# GIVEN PASSAGE
━━━

Your definitely not alone. I to have been on these damn things for 4 years for pain from being so obese and then I had gastric bypass surgery have lost a ton of weight and have had plastics surgeries for skin removal. Still in pain from having been so heavy....buttt!
I wish I could find something to help with the withdrawals. I'm going to quit, try again!
They are crazy addictive! I had no idea that it could be so bad. I didn't believe people when they told me it'd be this awful to quit. When I take them I can function. When I don't I can't. I have nearly quit several times, then my refill comes up and I just want to feel normal again. I hate the diahrea! The flu like symptoms the lack of energy and motivation. Its all such a nightmare.
Just day two for me....I have to find work too! How am I going to do that when I can't even stop going to the bathroom or shaking!!!! My head hurts and it feels lie I have a fever....Lord help us!
I have a family I need to help support.
Your not alone, not by any means.

━━━

# DATA EXTRACT

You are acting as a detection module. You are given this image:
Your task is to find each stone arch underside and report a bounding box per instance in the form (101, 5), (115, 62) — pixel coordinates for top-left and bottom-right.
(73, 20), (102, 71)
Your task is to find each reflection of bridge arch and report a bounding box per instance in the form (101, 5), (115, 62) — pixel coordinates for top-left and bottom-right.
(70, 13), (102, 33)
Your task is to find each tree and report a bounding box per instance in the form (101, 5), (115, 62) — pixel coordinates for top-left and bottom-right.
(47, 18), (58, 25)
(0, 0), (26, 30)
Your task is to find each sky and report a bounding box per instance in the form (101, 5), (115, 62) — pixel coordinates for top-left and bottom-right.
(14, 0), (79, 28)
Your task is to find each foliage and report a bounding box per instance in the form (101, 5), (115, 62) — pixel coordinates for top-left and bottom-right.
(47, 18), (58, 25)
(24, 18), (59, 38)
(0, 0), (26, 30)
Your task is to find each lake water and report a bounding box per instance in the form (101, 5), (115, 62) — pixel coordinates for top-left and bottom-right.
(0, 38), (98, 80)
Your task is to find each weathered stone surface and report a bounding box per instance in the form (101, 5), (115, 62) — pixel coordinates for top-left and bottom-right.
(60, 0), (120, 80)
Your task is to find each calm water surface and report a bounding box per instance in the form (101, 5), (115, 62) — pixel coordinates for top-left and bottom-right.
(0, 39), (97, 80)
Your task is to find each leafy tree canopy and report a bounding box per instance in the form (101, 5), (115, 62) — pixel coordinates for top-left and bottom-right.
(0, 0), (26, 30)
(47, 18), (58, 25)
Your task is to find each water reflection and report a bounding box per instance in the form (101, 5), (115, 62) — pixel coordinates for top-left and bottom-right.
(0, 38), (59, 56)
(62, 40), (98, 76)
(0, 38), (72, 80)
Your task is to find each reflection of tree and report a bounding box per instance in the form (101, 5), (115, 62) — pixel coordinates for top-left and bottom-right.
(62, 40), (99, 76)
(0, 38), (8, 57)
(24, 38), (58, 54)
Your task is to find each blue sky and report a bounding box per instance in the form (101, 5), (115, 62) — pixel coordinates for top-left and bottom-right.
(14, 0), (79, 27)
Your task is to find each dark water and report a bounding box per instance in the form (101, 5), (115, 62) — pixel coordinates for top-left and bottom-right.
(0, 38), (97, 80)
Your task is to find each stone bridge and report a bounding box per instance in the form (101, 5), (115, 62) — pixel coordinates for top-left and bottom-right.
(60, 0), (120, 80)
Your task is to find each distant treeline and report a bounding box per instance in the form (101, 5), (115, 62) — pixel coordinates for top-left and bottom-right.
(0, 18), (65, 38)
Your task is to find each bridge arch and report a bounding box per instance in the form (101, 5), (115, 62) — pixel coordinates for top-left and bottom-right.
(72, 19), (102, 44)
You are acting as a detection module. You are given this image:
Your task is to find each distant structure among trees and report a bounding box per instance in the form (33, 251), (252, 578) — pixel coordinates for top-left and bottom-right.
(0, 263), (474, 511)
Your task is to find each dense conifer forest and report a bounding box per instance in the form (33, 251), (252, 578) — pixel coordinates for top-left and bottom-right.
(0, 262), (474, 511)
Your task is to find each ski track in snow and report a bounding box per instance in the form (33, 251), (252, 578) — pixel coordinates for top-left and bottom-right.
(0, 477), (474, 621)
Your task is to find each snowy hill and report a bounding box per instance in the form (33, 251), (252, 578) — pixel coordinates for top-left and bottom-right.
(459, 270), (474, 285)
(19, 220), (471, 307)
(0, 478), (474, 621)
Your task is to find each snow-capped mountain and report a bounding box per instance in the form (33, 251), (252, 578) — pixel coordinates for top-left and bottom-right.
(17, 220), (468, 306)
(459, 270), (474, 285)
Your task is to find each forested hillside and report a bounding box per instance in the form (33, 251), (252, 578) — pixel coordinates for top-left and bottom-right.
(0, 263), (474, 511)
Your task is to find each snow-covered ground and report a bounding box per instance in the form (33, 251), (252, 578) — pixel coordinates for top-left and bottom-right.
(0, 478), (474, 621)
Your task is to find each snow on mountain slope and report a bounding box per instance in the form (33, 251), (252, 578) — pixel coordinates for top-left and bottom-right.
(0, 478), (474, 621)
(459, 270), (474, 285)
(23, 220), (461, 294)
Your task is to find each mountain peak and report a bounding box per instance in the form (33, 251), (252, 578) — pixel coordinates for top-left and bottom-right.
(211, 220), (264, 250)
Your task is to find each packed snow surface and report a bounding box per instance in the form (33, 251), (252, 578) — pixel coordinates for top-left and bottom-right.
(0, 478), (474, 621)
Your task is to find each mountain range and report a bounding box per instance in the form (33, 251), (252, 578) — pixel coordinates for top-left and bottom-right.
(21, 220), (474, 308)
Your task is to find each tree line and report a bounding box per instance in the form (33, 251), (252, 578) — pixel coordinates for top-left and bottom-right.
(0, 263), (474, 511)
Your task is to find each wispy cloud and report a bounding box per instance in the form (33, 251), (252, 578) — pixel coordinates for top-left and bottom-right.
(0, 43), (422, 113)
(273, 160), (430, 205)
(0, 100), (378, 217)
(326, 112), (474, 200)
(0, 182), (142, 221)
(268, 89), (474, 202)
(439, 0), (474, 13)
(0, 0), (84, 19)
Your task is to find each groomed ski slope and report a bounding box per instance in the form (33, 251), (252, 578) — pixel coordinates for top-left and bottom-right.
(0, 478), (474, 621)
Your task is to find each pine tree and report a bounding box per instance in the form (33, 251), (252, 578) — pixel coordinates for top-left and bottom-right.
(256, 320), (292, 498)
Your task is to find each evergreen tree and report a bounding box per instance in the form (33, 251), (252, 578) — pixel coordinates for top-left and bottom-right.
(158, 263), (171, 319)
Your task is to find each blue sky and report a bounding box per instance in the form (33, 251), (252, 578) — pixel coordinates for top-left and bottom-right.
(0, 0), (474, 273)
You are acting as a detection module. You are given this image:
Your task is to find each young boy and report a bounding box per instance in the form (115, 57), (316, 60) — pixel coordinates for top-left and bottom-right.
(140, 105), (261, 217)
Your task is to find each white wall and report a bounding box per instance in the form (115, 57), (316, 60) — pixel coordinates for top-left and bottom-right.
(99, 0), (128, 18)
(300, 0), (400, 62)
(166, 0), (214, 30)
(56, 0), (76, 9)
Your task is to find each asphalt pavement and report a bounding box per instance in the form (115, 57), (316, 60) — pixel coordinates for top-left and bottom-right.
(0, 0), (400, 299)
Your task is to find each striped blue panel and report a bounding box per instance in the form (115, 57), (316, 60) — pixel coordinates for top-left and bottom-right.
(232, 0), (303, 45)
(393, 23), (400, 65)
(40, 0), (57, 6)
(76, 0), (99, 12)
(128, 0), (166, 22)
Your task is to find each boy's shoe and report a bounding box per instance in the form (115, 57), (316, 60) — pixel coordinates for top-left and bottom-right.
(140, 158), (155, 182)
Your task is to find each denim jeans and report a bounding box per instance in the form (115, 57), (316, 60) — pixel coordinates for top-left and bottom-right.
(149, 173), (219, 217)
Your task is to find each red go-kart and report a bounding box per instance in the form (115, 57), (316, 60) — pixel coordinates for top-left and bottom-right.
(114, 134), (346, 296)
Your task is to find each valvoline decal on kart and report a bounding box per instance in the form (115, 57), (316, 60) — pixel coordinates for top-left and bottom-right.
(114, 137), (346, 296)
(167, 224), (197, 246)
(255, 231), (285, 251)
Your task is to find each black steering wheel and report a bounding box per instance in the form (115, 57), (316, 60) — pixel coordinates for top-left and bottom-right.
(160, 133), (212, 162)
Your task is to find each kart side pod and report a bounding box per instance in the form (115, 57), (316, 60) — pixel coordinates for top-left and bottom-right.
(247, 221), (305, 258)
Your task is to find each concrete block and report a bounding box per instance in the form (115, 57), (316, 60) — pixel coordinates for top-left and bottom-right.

━━━

# REQUIRED ACTION 1
In the withdrawal post, how long has the writer been on "these damn things"?
# REQUIRED ACTION 2
Please carry on the withdrawal post from the point where it stops.

# TASK RESULT 1
4 years.

# TASK RESULT 2
I'm a drug counselor and 10years clean.That is the best analogy I have heard yet. I plan to quote you a lot. (The juice isn't worth the squeeze). That was real good thanks. I love hearing success stories, and I am really partial to hearing how recent abusers look back at active use. This is for newbies to clean and sober. "It truly helps to clean by helping others to make that commitment. You have a recent memory of the real "HELL' it is. and speak in a way that active users understand. Thank you
This may help you there is a miracle drug to get off them called suboxin not sure of spelling my cousin was taking up to 6 Norco 10/ at a time soboxin saved his life try it it takes away the cravings and keeps you drug free.
I have been on vicodin for 5 years or more..hmm cant remeber..I sudden started getting nerve pain shooting through my body a stiff neck and body started getting very stiff especially fingers painful!!!!!!!needless to say at this point im not sure if i am sick or its the vicodin the sick part is I cant stopwithout help i get up and say int the morning i am not taking them and 1 hour if that later there I go popping 1 then 2 so is the vics causing this brain nervous system pain is my mylin sheathe gone i feel like i am not going to be able to move any part of my body soon i went to er and the shot me with dilaudid and right before i left I stared feeling weird .. half way home i starte with bad tremors lasted 20 mins i was o scared thought i was having a seizure I think time is up my body cant handle thesse drugs any more im scared i will die can anyone give me any advice on how to stop ? im scared i will have seizure or something i need help but every detox center does not have medical people in it and the ones that do dont take my ins.. im screwed!!!!!!!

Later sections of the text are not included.